ECLI:NL:RBDHA:2025:551
Rechtbank Den Haag
- Eerste aanleg - enkelvoudig
- Rechtspraak.nl
Beoordeling van het beroep tegen het niet in behandeling nemen van een asielaanvraag op basis van de Dublinverordening
In deze uitspraak van de Rechtbank Den Haag, zittingsplaats Groningen, wordt het beroep van eiser tegen het niet in behandeling nemen van zijn asielaanvraag beoordeeld. Eiser, van Ethiopische nationaliteit, heeft op 29 mei 2024 asiel aangevraagd in Nederland. De minister van Asiel en Migratie heeft deze aanvraag niet in behandeling genomen, omdat Polen verantwoordelijk is voor de behandeling op basis van de Dublinverordening. De rechtbank heeft de zaak op 13 januari 2025 behandeld, waarbij eiser, zijn gemachtigde, een tolk en de gemachtigde van de minister aanwezig waren.

★ ★ ★

> _Overzicht opdrachten_:
A - Neem uit de uitspraak over de asielaanvraag letterlijk het stuk over dat begint bij de woorden "ECLI:NL:RBDHA:2025:551" en stopt na "minister aanwezig waren.".
B - Ga alstublieft verder met de uitspraak over de asielaanvraag, direct na de laatste zin.

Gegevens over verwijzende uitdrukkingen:
★ ★ ★

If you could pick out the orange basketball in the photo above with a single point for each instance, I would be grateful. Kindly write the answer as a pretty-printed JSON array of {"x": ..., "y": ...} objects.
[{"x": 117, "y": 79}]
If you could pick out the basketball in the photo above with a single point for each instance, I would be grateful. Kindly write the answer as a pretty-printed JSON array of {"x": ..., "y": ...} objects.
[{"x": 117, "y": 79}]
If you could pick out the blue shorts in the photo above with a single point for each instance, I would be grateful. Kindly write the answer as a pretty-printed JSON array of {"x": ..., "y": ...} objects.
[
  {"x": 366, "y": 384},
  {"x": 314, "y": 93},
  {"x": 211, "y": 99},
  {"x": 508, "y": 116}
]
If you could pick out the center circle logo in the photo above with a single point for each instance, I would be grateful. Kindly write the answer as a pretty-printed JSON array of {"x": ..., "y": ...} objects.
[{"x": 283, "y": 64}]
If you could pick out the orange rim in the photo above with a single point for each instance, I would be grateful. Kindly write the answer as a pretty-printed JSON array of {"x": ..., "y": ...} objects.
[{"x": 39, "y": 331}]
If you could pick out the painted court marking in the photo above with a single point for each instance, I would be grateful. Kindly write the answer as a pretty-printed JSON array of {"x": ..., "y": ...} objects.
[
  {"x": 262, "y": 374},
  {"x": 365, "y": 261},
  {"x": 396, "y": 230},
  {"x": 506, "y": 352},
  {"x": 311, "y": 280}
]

★ ★ ★

> _Gegeven antwoorden_:
A -
ECLI:NL:RBDHA:2025:551
Rechtbank Den Haag
- Eerste aanleg - enkelvoudig
- Rechtspraak.nl
Beoordeling van het beroep tegen het niet in behandeling nemen van een asielaanvraag op basis van de Dublinverordening
In deze uitspraak van de Rechtbank Den Haag, zittingsplaats Groningen, wordt het beroep van eiser tegen het niet in behandeling nemen van zijn asielaanvraag beoordeeld. Eiser, van Ethiopische nationaliteit, heeft op 29 mei 2024 asiel aangevraagd in Nederland. De minister van Asiel en Migratie heeft deze aanvraag niet in behandeling genomen, omdat Polen verantwoordelijk is voor de behandeling op basis van de Dublinverordening. De rechtbank heeft de zaak op 13 januari 2025 behandeld, waarbij eiser, zijn gemachtigde, een tolk en de gemachtigde van de minister aanwezig waren.

B -
De rechtbank oordeelt dat de minister terecht heeft gesteld dat Polen verantwoordelijk is voor de asielaanvraag van eiser. De rechtbank verwijst naar de Dublinverordening, die bepaalt dat een asielaanvraag niet in behandeling wordt genomen als een andere lidstaat verantwoordelijk is. Eiser heeft niet aannemelijk gemaakt dat hij bij overdracht aan Polen een reëel risico loopt op een behandeling in strijd met artikel 3 van het EVRM of artikel 4 van het EU Handvest. De rechtbank concludeert dat de minister zich op het interstatelijk vertrouwensbeginsel kan baseren en dat er geen bijzondere individuele omstandigheden zijn die een uitzondering op de overdracht rechtvaardigen.
Uiteindelijk verklaart de rechtbank het beroep ongegrond, wat betekent dat de minister de asielaanvraag van eiser niet hoeft te behandelen en eiser kan worden overgedragen aan Polen. Eiser krijgt geen vergoeding van zijn proceskosten. Deze uitspraak is gedaan door rechter N.M. van Waterschoot en openbaar gemaakt op 17 januari 2025.